SELECTED PASSAGE:
----------------

Two years ago this week, I trapped myself under a canoe — on land.
It was a four-day fishing trip in Minnesota’s Boundary Waters — a series of beautiful and remote lakes just off the coast of Lake Superior. I had been invited along with some veteran outdoorsmen, real men who had done this trip (or one like it) for years.
When we set out on our first and longest portage — rugged walking paths used for transporting canoes and gear between lakes — I naïvely (and arrogantly) strapped on my sixty-pound bag, tossed one of our forty-pound canoes on my shoulders, and took off on the half-mile hike. Yes, I trapped myself under a forty-pound canoe.
A hundred yards in, I knew I was in trouble. The weight was too much. I didn’t know how to carry a canoe solo. My pride was too thick. But I pressed on, my shoulders screaming, my shirt soaked with sweat, my canoe banging into everything in a fifty-foot radius — like a human maraca rolling around in a pinball machine.
Less than halfway, I couldn’t take another step. I kneeled down and rested the canoe on the ground next to me. But my backpack was caught in the canoe seat. I wrestled with the little strength I had left, but was quickly exhausted and forced to surrender. Anyone in their right mind would have simply taken off their backpack, but not me. I saw no way out, so I laid there waiting for someone to rescue me — a grown man trapped under just forty pounds of plastic.
One Hilarious Nightmare
I remember almost everything about that walk — feeling the rocky and unpredictable ground of the “path,” not being able to see beyond the nose of the canoe, tasting the sweat streaming over my eyebrows, smelling the Kevlar inside my forty pounds of buoyant captivity, listening intently for one of the guys to come and pull the canoe off of me. It’s a nightmare that makes me laugh every time I think about it.
No one took a picture of the moment, but no picture could have told the whole story. The memory is far bigger and more vivid than any attempt to capture it.

----------------

WORK REQUIRED: Extend the account of getting stuck under a canoe on the Boundary Waters portage, picking up after its last sentence.

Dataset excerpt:
----------------

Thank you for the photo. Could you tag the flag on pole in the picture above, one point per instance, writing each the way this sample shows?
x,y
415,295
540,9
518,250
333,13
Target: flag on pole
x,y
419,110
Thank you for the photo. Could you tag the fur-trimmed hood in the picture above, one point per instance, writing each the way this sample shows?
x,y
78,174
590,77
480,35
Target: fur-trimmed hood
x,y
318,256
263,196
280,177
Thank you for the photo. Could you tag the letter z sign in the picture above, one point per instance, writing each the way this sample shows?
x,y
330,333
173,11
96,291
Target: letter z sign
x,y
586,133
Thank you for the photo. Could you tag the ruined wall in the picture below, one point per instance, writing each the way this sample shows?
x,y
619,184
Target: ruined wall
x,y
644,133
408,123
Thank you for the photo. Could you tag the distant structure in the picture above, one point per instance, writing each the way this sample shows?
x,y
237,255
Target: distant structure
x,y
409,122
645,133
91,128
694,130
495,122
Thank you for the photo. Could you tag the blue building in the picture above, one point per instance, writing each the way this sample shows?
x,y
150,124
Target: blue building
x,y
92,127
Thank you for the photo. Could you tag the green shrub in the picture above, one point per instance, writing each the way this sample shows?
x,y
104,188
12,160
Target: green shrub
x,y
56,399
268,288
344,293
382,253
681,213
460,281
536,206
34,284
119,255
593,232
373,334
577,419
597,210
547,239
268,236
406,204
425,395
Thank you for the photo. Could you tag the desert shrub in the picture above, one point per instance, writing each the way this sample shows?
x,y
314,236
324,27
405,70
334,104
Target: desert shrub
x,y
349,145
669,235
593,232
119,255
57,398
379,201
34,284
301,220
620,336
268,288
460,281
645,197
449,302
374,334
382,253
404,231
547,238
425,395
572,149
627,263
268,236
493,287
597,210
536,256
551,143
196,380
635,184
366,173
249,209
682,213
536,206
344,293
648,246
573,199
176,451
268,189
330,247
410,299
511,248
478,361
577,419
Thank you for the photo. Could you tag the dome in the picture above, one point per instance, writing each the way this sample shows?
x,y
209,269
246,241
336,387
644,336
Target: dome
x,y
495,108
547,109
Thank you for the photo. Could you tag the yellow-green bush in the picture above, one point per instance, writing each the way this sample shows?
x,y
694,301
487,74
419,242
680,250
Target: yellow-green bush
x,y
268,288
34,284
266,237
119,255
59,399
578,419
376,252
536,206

----------------

TASK OUTPUT:
Those four days were filled with memories like these — smelling the crisp, clean air each morning, tasting fresh walleye cooked over an open flame, dipping my hand in the cool water beside our boat, watching an eagle patrol the fifty yards around our campsite, listening to the roar of wildlife at night while lying in our tents.
I look at the pictures a couple times each year. They’re both unbelievably beautiful and terribly disappointing. I wouldn’t trade the pictures for much, but I definitely wouldn’t trade the memories we made on the trip for the couple hundred pictures we have.
As spectacular as cameras are today, they simply cannot tell the whole story God is telling everywhere in what he has made. Our pixels pale in comparison to his unprocessed, unfiltered creativity. Instagram’s attempt to do the Boundary Waters justice is as clumsy as me lying there on the ground like a beached crustacean.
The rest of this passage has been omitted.